*Requests*.
[A] Using the AutoML notes below, explain why the training data for the classification job is passed in as a MLTable data asset.
[B] Based on the AutoML notes below, state whether each statement agrees with the text: (i) the classification job uses five cross-validations; (ii) the primary metric in the classification example is precision; (iii) AutoML job runs can be monitored in the Azure Machine Learning studio. Answer yes or no for each and quote the deciding words.

*Extract*.
You can create a MLTable data asset when your data is stored in a folder together with a MLTable file. When you have created the data asset, you can specify it as input with the following code:

In [None]:
from azure.ai.ml.constants import AssetTypes
from azure.ai.ml import Input

my_training_data_input = Input(type=AssetTypes.MLTABLE, path="azureml:input-data-automl:1")

When you use the Python SDK (v2) to configure an AutoML experiment or job, you configure the experiment using the automl class. For classification, you'll use the automl.classification function as shown in the following example:

In [None]:
from azure.ai.ml import automl

# configure the classification job
classification_job = automl.classification(
    compute="aml-cluster",
    experiment_name="auto-ml-class-dev",
    training_data=my_training_data_input,
    target_column_name="Diabetic",
    primary_metric="accuracy",
    n_cross_validations=5,
    enable_model_explainability=True
)

AutoML needs a MLTable data asset as input. In the example, my_training_data_input refers to a MLTable data asset created in the Azure Machine Learning workspace.

You can submit an AutoML job with the following code

In [None]:
# submit the AutoML job
returned_job = ml_client.jobs.create_or_update(
    classification_job
)

You can monitor AutoML job runs in the Azure Machine Learning studio. To get a direct link to the AutoML job by running the following code

In [None]:
aml_url = returned_job.studio_url
print("Monitor your job at", aml_url)

In [None]:
from azure.identity import DefaultAzureCredential, InteractiveBrowserCredential
from azure.ai.ml import MLClient

try:
    credential = DefaultAzureCredential()
    # Check if given credential can get token successfully.
    credential.get_token("https://management.azure.com/.default")

*Extracted records*.
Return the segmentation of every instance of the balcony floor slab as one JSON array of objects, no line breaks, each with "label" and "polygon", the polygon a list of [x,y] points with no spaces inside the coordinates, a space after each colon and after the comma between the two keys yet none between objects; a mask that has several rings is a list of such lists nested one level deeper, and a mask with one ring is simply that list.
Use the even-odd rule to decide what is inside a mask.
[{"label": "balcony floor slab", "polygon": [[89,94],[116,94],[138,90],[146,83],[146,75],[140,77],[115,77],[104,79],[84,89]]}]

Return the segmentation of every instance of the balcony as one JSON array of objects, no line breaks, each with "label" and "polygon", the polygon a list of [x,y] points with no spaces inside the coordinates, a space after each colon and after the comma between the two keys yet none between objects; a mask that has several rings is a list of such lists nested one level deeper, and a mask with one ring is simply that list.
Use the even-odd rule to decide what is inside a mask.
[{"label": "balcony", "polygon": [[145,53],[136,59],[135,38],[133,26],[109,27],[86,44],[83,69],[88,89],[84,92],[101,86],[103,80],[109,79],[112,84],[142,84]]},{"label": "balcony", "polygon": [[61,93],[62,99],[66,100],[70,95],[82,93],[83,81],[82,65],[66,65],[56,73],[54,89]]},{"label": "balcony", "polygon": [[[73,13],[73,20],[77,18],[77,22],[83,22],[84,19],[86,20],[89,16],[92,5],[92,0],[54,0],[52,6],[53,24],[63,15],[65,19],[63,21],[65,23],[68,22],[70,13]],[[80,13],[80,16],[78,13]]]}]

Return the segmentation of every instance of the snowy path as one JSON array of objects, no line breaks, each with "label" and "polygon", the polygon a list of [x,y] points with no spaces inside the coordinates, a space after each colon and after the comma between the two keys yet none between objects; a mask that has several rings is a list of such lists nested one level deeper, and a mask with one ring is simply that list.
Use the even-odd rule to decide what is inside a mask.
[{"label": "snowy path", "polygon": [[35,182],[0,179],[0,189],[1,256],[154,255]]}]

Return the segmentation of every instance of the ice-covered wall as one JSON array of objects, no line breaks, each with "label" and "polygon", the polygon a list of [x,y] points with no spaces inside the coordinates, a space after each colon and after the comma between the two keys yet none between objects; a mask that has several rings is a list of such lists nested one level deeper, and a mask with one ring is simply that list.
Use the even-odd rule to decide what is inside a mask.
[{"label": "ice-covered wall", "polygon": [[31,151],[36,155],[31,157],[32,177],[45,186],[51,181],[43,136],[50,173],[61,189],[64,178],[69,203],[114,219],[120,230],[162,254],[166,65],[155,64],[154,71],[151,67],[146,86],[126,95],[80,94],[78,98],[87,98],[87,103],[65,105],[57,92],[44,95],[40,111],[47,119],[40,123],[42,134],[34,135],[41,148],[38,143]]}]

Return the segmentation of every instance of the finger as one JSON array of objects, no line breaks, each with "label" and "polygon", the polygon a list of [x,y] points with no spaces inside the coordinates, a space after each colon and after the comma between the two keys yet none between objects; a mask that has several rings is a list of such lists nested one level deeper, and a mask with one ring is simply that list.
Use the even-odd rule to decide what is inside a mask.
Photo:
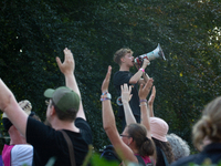
[{"label": "finger", "polygon": [[59,68],[62,65],[61,59],[56,56],[56,64],[59,65]]}]

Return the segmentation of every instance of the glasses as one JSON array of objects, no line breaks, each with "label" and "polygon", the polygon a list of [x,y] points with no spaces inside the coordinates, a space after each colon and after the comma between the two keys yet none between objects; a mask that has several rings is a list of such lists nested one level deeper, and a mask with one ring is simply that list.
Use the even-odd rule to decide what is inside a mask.
[{"label": "glasses", "polygon": [[119,134],[120,137],[131,137],[131,136],[128,136],[128,135],[123,135],[123,134]]}]

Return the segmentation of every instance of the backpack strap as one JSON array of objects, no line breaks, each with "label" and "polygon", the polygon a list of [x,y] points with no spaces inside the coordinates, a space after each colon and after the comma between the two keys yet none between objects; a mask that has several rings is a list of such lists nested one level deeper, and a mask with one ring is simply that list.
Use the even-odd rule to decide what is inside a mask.
[{"label": "backpack strap", "polygon": [[72,141],[70,139],[69,135],[64,131],[61,129],[60,132],[63,134],[66,141],[69,153],[70,153],[71,165],[75,166],[74,147],[73,147]]}]

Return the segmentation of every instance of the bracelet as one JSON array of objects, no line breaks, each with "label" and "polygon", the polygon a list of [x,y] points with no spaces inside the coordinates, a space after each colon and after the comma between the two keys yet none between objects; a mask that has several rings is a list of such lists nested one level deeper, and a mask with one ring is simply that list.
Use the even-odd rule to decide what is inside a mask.
[{"label": "bracelet", "polygon": [[143,105],[146,105],[146,106],[147,106],[147,103],[140,104],[139,106],[143,106]]},{"label": "bracelet", "polygon": [[143,73],[145,72],[145,70],[143,68],[140,68],[139,70],[143,71]]},{"label": "bracelet", "polygon": [[102,93],[102,97],[99,101],[106,101],[106,100],[112,100],[112,95],[108,92]]},{"label": "bracelet", "polygon": [[147,103],[147,100],[139,100],[139,103],[141,103],[141,102],[146,102]]}]

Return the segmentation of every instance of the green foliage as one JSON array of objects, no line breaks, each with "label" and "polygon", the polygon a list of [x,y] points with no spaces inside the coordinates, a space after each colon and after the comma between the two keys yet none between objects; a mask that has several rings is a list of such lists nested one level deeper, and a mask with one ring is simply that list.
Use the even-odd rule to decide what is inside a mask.
[{"label": "green foliage", "polygon": [[[203,106],[220,95],[219,1],[8,0],[0,4],[0,77],[18,101],[28,98],[44,120],[44,90],[64,84],[55,56],[63,59],[62,50],[71,49],[95,151],[109,144],[102,127],[101,84],[108,65],[113,73],[118,70],[113,54],[123,46],[137,56],[160,43],[167,61],[151,61],[146,70],[157,90],[155,115],[190,144],[191,127]],[[116,113],[112,83],[109,92]]]}]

*Solved tasks*.
[A] AutoML needs a MLTable data asset as input. So my_training_data_input is defined with type AssetTypes.MLTABLE and points to the MLTable data asset "azureml:input-data-automl:1" in the Azure Machine Learning workspace.

[B]
(i) Yes: "n_cross_validations=5"
(ii) No: "primary_metric="accuracy""
(iii) Yes: "You can monitor AutoML job runs in the Azure Machine Learning studio."